### Problem statement
Return the data from the line containing "Might you point out the man's" down to the line containing "Target: spoon", both included, reproducing each line without any changes.

[Material provided start]

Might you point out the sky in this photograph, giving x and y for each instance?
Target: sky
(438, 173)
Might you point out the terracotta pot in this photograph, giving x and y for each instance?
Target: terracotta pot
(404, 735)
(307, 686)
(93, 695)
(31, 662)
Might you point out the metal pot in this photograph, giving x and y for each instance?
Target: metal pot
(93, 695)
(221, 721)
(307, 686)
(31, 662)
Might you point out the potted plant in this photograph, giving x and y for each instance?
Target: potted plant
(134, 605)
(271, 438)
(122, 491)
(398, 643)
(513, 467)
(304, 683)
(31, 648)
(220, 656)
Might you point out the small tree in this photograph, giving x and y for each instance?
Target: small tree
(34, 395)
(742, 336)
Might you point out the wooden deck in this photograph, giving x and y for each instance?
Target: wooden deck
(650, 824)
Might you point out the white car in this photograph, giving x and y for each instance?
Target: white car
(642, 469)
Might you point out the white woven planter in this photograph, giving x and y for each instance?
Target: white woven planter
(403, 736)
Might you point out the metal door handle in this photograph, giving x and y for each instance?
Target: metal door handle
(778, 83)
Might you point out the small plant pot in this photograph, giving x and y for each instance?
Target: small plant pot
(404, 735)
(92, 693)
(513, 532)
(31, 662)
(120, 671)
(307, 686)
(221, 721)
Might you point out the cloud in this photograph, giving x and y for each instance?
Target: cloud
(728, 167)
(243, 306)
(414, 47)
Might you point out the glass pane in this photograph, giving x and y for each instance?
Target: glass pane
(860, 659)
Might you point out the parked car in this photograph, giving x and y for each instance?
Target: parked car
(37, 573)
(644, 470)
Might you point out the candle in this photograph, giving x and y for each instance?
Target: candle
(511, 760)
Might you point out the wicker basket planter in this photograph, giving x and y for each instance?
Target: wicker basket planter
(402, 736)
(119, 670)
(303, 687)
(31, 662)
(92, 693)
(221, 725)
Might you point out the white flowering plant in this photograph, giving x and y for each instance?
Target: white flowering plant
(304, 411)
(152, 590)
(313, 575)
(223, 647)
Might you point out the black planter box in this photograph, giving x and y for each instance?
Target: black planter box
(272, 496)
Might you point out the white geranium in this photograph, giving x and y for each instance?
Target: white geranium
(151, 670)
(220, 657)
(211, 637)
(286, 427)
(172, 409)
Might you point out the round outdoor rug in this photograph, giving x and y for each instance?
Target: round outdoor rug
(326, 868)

[Material provided end]
[Material provided start]

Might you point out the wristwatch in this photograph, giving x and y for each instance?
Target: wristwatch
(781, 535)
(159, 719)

[Material provided end]
[Material provided start]

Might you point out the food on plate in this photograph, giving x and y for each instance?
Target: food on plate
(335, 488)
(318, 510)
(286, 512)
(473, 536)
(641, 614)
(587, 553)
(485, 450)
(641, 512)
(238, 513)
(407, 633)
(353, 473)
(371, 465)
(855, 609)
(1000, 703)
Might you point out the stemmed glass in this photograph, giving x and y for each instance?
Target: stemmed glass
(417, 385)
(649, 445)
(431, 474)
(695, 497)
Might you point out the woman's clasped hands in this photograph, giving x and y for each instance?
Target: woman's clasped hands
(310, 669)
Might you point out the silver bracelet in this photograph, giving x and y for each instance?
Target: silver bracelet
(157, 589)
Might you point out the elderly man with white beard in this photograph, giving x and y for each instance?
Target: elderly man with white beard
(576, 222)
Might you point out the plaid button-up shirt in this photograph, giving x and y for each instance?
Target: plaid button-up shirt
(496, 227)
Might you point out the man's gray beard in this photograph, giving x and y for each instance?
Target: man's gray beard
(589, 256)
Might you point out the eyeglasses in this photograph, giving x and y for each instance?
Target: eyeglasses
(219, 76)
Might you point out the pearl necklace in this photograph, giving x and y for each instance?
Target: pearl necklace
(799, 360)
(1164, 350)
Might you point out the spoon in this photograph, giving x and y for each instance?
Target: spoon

[Material provided end]

### Response below
Might you point out the man's gray beard in this photograph, giving x and y for each instance?
Target: man's gray beard
(589, 256)
Might you point out the eyeglasses in this photograph, giving x and y for each instance?
Target: eyeglasses
(219, 76)
Might you point out the pearl necklace in this photograph, giving x and y for each instance?
Target: pearl necklace
(799, 360)
(1164, 350)
Might you point out the spoon in this photograph, giving x and y for each instance?
Target: spoon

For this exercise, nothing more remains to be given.